* Begin Task inputs *

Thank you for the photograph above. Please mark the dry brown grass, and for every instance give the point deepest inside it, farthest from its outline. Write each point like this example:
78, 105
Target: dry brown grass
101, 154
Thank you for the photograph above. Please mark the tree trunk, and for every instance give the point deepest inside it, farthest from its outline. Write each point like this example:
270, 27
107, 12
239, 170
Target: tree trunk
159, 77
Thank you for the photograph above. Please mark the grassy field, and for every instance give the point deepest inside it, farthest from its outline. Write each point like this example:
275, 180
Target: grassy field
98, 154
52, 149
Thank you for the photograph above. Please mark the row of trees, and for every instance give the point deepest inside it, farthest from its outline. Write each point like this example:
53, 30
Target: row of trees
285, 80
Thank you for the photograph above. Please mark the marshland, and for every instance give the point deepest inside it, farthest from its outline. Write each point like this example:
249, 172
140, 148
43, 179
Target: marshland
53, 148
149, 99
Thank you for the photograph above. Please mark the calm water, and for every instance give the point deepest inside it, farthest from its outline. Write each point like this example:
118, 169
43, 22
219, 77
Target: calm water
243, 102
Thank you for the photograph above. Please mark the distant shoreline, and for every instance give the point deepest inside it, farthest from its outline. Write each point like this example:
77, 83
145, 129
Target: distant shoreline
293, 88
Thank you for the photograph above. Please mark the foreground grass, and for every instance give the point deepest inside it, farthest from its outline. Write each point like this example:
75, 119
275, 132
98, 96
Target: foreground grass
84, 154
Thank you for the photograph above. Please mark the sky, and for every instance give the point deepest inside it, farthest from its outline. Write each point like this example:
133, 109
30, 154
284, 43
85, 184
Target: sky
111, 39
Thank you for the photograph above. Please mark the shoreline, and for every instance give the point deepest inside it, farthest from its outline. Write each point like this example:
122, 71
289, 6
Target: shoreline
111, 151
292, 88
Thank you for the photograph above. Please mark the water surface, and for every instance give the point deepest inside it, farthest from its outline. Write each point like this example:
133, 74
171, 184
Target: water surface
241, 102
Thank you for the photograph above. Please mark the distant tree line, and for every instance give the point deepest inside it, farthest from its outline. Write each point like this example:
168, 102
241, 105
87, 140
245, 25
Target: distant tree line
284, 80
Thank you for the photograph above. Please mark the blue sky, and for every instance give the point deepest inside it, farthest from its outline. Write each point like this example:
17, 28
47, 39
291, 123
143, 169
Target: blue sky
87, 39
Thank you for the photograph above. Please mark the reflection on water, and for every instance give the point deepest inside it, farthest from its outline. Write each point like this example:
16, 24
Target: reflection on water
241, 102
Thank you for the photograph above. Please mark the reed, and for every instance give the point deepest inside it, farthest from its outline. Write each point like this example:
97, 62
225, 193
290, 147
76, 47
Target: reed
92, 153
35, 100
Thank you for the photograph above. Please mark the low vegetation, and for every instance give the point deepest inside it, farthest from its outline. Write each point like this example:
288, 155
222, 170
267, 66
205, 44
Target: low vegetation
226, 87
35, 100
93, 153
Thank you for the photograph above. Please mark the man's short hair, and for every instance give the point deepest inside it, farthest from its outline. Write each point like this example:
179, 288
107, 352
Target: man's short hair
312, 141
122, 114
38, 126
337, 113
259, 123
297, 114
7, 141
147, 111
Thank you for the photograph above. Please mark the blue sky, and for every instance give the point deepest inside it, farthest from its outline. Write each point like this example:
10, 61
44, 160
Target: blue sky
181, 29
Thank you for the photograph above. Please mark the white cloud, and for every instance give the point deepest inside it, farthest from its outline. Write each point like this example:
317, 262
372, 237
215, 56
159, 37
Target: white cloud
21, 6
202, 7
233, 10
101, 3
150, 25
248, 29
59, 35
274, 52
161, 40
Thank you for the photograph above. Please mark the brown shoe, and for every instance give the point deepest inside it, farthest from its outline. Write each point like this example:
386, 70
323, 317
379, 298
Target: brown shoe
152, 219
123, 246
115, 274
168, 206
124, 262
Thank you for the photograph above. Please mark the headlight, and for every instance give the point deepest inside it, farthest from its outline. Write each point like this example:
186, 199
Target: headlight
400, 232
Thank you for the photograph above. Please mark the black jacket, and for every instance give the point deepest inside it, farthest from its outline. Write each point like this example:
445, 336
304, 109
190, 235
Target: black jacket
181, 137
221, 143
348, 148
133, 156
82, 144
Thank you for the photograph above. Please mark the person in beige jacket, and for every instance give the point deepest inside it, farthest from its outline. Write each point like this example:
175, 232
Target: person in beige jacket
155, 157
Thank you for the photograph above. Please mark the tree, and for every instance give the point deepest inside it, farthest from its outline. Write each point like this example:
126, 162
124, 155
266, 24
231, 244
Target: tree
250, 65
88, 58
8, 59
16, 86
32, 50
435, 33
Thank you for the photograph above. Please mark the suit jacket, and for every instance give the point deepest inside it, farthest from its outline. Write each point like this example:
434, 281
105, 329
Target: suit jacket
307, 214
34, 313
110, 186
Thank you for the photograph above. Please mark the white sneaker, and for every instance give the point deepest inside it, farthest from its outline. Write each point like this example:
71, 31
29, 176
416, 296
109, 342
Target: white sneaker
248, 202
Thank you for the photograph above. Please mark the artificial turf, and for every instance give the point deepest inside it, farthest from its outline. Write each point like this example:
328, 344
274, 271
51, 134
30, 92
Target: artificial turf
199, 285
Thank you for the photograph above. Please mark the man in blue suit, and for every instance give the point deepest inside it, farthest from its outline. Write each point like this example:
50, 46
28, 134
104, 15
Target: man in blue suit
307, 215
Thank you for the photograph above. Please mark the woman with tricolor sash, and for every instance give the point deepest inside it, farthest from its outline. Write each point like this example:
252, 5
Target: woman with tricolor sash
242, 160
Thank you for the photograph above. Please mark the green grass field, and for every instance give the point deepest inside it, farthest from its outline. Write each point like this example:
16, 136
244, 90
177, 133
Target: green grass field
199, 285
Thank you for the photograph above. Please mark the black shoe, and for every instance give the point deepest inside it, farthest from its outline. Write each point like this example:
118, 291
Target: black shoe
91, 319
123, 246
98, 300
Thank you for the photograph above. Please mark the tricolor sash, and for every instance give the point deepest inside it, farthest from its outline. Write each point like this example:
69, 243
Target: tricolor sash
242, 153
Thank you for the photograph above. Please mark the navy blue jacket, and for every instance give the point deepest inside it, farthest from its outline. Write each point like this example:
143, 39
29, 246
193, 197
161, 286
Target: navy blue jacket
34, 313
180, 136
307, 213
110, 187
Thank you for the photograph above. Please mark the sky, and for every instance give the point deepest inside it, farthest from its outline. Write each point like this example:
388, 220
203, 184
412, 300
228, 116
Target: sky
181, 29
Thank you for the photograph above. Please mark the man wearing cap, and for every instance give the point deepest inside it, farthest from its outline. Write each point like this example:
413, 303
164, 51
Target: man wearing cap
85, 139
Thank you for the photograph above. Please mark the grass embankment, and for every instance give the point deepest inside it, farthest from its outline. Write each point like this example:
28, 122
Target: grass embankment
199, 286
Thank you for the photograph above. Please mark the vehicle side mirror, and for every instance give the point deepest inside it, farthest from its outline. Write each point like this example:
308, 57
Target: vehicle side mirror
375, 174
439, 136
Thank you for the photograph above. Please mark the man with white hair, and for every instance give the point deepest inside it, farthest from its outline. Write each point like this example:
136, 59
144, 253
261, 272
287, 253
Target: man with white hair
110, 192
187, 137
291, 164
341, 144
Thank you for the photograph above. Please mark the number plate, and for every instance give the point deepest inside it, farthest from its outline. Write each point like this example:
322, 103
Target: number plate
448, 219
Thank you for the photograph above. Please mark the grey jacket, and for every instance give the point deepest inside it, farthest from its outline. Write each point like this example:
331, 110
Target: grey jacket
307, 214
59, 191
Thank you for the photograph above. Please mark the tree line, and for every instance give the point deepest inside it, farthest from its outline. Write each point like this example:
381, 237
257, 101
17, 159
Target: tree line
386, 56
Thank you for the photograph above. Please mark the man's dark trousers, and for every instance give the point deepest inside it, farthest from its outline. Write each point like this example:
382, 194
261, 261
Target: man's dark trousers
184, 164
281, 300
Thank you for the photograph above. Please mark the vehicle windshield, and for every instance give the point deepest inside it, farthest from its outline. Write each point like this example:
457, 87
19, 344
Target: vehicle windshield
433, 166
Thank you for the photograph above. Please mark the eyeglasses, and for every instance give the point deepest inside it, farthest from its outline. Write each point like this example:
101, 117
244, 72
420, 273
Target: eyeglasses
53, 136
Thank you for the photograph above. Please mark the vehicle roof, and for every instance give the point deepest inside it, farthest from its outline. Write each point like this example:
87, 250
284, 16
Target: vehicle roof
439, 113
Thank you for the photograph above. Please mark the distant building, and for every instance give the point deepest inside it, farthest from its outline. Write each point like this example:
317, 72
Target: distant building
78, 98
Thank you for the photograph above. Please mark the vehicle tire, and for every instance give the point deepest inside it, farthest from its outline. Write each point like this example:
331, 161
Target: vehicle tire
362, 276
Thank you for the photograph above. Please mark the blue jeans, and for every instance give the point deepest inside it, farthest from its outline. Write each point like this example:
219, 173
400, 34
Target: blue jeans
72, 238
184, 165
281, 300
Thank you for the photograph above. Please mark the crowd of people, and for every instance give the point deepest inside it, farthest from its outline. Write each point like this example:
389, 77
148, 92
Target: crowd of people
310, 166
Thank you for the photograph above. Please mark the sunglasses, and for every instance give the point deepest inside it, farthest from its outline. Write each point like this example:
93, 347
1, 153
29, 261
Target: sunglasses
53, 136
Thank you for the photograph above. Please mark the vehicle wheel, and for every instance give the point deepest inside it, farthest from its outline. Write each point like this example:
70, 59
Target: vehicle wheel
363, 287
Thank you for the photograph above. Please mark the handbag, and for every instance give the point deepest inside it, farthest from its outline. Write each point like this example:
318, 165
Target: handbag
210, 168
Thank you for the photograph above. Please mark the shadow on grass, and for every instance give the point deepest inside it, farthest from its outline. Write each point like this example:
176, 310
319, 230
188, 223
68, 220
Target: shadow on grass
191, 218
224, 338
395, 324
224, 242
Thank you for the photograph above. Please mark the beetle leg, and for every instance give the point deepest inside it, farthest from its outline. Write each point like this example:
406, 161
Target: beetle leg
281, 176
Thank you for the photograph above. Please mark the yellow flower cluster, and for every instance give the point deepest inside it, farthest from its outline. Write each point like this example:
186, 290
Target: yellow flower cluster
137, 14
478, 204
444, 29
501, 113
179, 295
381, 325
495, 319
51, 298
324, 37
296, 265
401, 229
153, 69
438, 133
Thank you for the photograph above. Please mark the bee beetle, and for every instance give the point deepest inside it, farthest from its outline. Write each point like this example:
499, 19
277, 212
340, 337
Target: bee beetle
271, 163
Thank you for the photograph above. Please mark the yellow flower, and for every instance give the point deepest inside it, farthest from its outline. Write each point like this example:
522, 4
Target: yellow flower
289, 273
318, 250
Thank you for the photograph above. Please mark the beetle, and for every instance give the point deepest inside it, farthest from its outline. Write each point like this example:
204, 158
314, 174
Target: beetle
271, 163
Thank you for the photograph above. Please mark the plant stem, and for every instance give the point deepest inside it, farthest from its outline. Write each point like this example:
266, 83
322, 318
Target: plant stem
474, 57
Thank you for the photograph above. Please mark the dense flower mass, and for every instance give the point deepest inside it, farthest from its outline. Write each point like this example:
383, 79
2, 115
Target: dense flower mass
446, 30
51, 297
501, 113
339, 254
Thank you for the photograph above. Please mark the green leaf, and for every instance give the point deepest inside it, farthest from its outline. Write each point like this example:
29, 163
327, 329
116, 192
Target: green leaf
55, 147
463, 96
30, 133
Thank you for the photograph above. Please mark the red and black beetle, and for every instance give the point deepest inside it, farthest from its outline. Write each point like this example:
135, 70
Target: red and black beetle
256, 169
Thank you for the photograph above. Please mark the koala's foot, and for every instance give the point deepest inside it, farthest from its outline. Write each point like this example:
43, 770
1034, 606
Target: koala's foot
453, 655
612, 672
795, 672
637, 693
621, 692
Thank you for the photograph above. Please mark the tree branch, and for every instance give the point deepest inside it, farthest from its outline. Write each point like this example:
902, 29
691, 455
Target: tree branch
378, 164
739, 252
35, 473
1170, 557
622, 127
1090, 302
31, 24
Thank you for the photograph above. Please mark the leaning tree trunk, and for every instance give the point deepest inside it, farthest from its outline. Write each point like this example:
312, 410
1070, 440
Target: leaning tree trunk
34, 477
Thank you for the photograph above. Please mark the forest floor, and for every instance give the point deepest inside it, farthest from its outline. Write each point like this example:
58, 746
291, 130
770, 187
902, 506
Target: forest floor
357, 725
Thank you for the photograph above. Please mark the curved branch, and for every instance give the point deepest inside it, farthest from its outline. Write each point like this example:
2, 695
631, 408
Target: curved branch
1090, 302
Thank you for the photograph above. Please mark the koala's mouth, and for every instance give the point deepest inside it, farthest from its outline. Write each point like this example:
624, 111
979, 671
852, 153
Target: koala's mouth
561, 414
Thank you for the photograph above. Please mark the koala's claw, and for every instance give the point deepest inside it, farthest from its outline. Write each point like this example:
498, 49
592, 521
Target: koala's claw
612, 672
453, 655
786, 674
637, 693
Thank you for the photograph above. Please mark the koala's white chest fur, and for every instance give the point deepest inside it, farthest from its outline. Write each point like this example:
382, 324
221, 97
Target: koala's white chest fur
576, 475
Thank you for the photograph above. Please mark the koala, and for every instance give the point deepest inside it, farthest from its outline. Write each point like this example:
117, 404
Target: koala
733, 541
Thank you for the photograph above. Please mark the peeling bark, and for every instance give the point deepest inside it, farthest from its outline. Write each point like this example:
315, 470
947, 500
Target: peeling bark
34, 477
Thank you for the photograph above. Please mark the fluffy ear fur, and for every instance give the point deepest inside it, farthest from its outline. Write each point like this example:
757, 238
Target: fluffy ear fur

* End Task inputs *

= Work to do =
Rewrite the data as a Markdown table with two columns, Row and Line, starting from the line containing "Thank you for the photograph above. Please mark the peeling" and continuing through the end of the data. Number each line in the Row column, and leave out blank lines.

= The response =
| Row | Line |
|---|---|
| 1 | Thank you for the photograph above. Please mark the peeling bark, and for every instance give the point deepest inside it, farthest from its outline. Write each point like this example: |
| 2 | 315, 470 |
| 3 | 947, 500 |
| 4 | Target: peeling bark |
| 5 | 34, 477 |
| 6 | Thank you for the photograph above. Please mark the fluffy ear fur, and for every instance give the point deepest inside it, farthest from its outline. Write each point like this example: |
| 7 | 757, 238 |
| 8 | Target: fluffy ear fur |